Point labeling dataset excerpts
=-=-=-=-=

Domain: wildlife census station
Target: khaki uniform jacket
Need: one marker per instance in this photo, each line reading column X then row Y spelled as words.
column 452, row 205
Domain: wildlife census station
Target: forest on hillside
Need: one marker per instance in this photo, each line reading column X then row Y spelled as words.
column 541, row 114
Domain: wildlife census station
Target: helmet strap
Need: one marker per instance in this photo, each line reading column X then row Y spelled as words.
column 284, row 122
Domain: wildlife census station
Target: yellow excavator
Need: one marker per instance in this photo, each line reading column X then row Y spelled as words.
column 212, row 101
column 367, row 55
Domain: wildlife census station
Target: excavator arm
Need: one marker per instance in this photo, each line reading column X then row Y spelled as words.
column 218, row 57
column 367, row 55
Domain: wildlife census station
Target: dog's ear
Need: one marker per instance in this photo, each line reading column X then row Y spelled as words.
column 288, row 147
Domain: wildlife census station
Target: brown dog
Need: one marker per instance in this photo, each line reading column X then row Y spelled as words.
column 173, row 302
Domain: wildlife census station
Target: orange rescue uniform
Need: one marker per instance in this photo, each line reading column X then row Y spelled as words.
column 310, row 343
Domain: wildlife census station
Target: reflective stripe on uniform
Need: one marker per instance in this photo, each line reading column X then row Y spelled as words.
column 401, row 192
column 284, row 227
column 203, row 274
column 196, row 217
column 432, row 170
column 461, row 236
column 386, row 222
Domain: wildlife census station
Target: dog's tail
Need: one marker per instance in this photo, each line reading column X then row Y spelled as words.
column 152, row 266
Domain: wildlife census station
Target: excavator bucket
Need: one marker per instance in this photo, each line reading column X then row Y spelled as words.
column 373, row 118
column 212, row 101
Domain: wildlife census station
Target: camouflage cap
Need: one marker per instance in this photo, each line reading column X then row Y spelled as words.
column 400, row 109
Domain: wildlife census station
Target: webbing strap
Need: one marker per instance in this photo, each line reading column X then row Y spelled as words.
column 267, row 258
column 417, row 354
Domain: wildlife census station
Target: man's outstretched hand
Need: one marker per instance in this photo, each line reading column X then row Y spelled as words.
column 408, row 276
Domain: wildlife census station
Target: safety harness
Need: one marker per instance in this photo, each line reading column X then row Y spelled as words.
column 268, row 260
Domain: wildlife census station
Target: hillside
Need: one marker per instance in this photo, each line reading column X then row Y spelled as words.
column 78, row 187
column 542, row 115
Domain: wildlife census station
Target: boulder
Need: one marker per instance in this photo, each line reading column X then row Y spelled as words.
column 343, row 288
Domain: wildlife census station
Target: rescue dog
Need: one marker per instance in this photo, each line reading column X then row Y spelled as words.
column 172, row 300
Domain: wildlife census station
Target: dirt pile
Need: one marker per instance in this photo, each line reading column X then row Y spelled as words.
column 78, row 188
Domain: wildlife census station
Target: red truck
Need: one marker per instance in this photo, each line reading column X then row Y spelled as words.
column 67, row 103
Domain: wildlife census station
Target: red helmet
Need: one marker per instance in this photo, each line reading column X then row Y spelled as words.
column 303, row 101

=-=-=-=-=

-- What you are asked to do --
Write out the lines exactly as they appear, everything from the first line of the records down to the line that contains "column 288, row 147", both ends included.

-- Correct answer --
Domain: wildlife census station
Target: khaki uniform jacket
Need: one marker per instance in this photo, each line reading column X then row Y spelled as words.
column 452, row 205
Domain: wildlife census station
Target: forest on hillside
Need: one marker per instance in this photo, each line reading column X then row Y spelled as words.
column 541, row 114
Domain: wildlife census station
Target: helmet strap
Need: one marker per instance in this photo, each line reading column X then row Y spelled as words.
column 284, row 122
Domain: wildlife census station
Target: yellow excavator
Need: one marker per instance in this photo, each line reading column X then row Y spelled as words.
column 212, row 101
column 367, row 55
Domain: wildlife census station
Target: excavator arm
Need: one marker per instance in this photo, each line reading column X then row Y spelled as words.
column 218, row 57
column 367, row 55
Domain: wildlife census station
Target: dog's ear
Need: one marker per instance in this photo, each line reading column X then row Y spelled as words.
column 288, row 147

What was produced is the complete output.